Task input section start
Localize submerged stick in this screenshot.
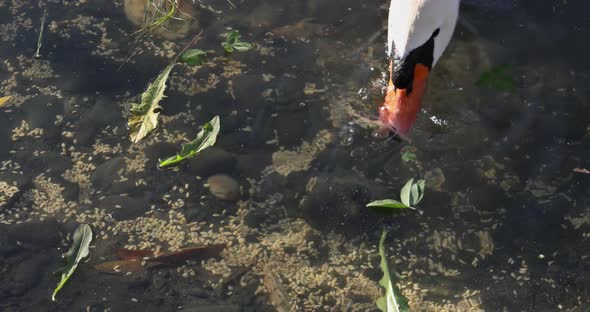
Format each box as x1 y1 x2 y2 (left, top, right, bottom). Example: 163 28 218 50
34 8 48 59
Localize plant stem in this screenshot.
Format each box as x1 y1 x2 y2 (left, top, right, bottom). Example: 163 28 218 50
34 8 48 59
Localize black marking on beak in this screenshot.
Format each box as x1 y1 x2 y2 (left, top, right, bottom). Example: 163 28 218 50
389 28 440 94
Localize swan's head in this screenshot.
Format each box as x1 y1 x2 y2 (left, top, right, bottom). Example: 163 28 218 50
379 0 460 136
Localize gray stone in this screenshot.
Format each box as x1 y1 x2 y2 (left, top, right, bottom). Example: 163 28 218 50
6 218 61 249
21 95 63 129
29 152 73 175
91 157 125 191
207 175 240 201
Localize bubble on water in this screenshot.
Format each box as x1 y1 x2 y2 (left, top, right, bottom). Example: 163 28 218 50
357 88 369 100
339 123 356 146
416 209 425 216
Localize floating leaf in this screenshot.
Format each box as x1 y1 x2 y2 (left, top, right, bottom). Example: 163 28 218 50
181 49 207 66
158 116 221 168
52 224 93 301
128 63 175 143
366 199 409 209
0 96 11 107
376 230 410 312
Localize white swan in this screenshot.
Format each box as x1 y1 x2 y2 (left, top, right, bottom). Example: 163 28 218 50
379 0 460 136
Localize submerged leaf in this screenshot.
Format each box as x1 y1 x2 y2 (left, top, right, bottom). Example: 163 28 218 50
232 41 253 52
400 179 413 207
223 30 240 43
96 244 225 274
128 63 175 143
415 180 425 204
153 244 225 264
94 259 161 274
222 42 234 53
221 30 252 53
52 224 93 301
400 179 426 207
158 116 221 168
116 249 154 260
366 199 409 209
376 231 410 312
0 96 11 107
476 65 517 93
181 49 207 66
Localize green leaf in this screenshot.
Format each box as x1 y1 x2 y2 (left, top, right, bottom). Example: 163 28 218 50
401 151 416 163
223 30 240 44
52 223 93 301
221 42 234 53
415 180 425 205
158 116 221 168
180 49 207 66
366 199 409 209
376 230 411 312
232 41 253 52
128 63 175 143
400 179 413 207
476 65 516 93
400 179 426 207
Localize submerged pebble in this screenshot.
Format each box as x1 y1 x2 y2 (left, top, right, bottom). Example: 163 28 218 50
206 175 240 201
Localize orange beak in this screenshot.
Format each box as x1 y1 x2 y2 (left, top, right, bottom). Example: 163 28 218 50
378 62 430 137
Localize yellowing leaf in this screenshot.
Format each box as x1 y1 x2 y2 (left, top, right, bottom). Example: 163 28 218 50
128 63 175 143
0 96 12 107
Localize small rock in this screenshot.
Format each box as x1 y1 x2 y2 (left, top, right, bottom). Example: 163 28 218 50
59 178 80 202
98 193 150 220
187 147 236 177
6 255 51 296
6 218 61 249
207 175 240 201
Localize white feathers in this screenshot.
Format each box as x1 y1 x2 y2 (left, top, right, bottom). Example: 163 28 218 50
387 0 460 67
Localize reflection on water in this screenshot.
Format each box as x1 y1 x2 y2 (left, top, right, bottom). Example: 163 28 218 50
0 0 589 311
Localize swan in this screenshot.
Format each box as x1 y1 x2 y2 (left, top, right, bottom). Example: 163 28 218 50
379 0 460 136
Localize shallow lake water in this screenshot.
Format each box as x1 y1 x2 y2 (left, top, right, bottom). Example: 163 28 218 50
0 0 589 311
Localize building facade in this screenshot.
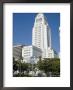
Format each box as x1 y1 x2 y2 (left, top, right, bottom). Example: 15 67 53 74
22 45 42 63
13 45 23 60
32 13 57 58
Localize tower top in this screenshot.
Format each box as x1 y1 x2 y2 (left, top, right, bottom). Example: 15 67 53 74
36 13 48 23
36 13 44 19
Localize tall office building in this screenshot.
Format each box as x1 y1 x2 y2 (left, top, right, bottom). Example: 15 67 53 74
32 13 53 58
13 13 58 63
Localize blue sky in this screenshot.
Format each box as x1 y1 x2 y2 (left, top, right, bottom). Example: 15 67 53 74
13 13 60 53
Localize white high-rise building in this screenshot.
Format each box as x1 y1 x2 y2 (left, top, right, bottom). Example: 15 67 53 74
13 13 58 63
32 13 55 58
Task input section end
Work required: Without including any picture, reproduce the material above word for word.

Result:
Localize submerged stick in this screenshot.
Format each box as x1 y1 x2 y2 (left, top, right, bottom). Example: 163 28 218 50
34 8 48 59
Localize plant stem in this screenshot.
Format each box as x1 y1 x2 y2 (left, top, right, bottom). Example: 163 28 218 50
34 8 48 59
Localize black marking on beak in this screenshot.
Format each box as x1 y1 x2 y2 (left, top, right, bottom). Example: 163 28 218 50
389 28 440 94
Localize swan's head in this screenshot.
Format each box as x1 y1 x2 y2 (left, top, right, bottom). Example: 163 28 218 50
379 0 460 136
Localize gray stone in this screenshot.
Format each box as x1 y1 x2 y2 (left, top, right, bottom). Example: 163 28 218 50
6 218 61 249
21 95 63 129
29 152 73 175
91 157 125 191
207 175 240 201
Localize bubble on water in this screenshot.
Format each box as x1 y1 x2 y2 (left, top, right, bottom). Example: 163 28 218 50
357 88 369 100
339 123 356 146
416 209 425 216
Localize floating leaf in this screenshot.
Format each box as x1 y1 x2 y2 (left, top, right, bottom). Example: 163 28 218 50
181 49 207 66
158 116 221 168
52 224 93 301
128 63 175 143
366 199 409 209
0 96 11 107
376 230 410 312
Localize white swan in this screenshot.
Format each box as x1 y1 x2 y2 (left, top, right, bottom). Example: 163 28 218 50
379 0 460 136
Localize submerged leaf in this screenshot.
Format each box as x1 y1 x2 y2 (left, top, right, bottom). Example: 163 28 218 50
232 41 253 52
400 179 413 207
223 30 240 43
96 244 225 274
128 63 175 143
415 180 425 204
153 244 225 264
94 259 161 274
222 42 234 53
221 30 252 53
52 224 93 301
400 179 426 207
158 116 221 168
116 249 154 260
366 199 409 209
376 231 410 312
0 96 11 107
476 65 517 93
181 49 207 66
Localize green leaf in this screenshot.
Format each box as x1 y1 x2 y2 (left, top, right, bottom). Example: 163 28 218 50
401 151 416 163
223 30 240 44
52 223 93 301
221 42 234 53
415 180 425 205
158 116 221 168
180 49 207 66
366 199 409 209
376 230 411 312
232 41 253 52
128 63 175 143
400 179 413 207
476 65 516 93
400 179 426 207
Localize submerged pebble in this screenshot.
Format each box as x1 y1 x2 y2 (left, top, right, bottom). Example: 163 28 218 50
206 175 240 201
Localize orange beak in this screenshot.
Format each box as x1 y1 x2 y2 (left, top, right, bottom). Example: 163 28 218 50
378 62 430 137
Localize yellowing leaf in this screenshot.
Format each box as x1 y1 x2 y2 (left, top, right, bottom). Example: 163 28 218 50
128 63 175 143
0 96 12 107
Localize small rock in this screenshot.
Format each box as x1 y1 x2 y2 (left, top, right, bottom). Example: 163 28 218 50
59 178 80 202
98 193 150 220
187 147 236 177
6 255 51 296
6 218 61 249
207 175 240 201
Localize white feathers in this screenshot.
Format each box as x1 y1 x2 y2 (left, top, right, bottom). Example: 163 28 218 50
387 0 460 67
Localize reflection on water in this screenshot.
Format each box as x1 y1 x2 y2 (left, top, right, bottom). Example: 163 28 218 50
0 0 589 311
Localize swan in this screenshot.
Format each box as x1 y1 x2 y2 (left, top, right, bottom). Example: 163 28 218 50
379 0 460 136
Localize shallow lake water in this screenshot.
Format each box as x1 y1 x2 y2 (left, top, right, bottom). Example: 163 28 218 50
0 0 589 311
Localize building facade in this screenshot.
Format each box as x1 y1 x2 y2 (left, top, right, bottom). Example: 15 67 53 74
22 45 42 63
13 45 23 60
32 13 57 58
Localize tower top in this screenshot.
Format each box as x1 y1 x2 y2 (left, top, right, bottom). Example: 15 67 53 74
36 13 48 23
36 13 44 19
Localize tall office building in this screenshot.
Format each box as x1 y1 x2 y2 (left, top, right, bottom). Example: 15 67 53 74
32 13 53 58
13 13 58 63
Localize blue sky in this screenshot.
Format each box as x1 y1 x2 y2 (left, top, right, bottom). Example: 15 67 53 74
13 13 60 53
Localize white high-rise building in this screenshot.
Format each box as x1 y1 x2 y2 (left, top, right, bottom). Example: 15 67 53 74
13 13 58 63
32 13 55 58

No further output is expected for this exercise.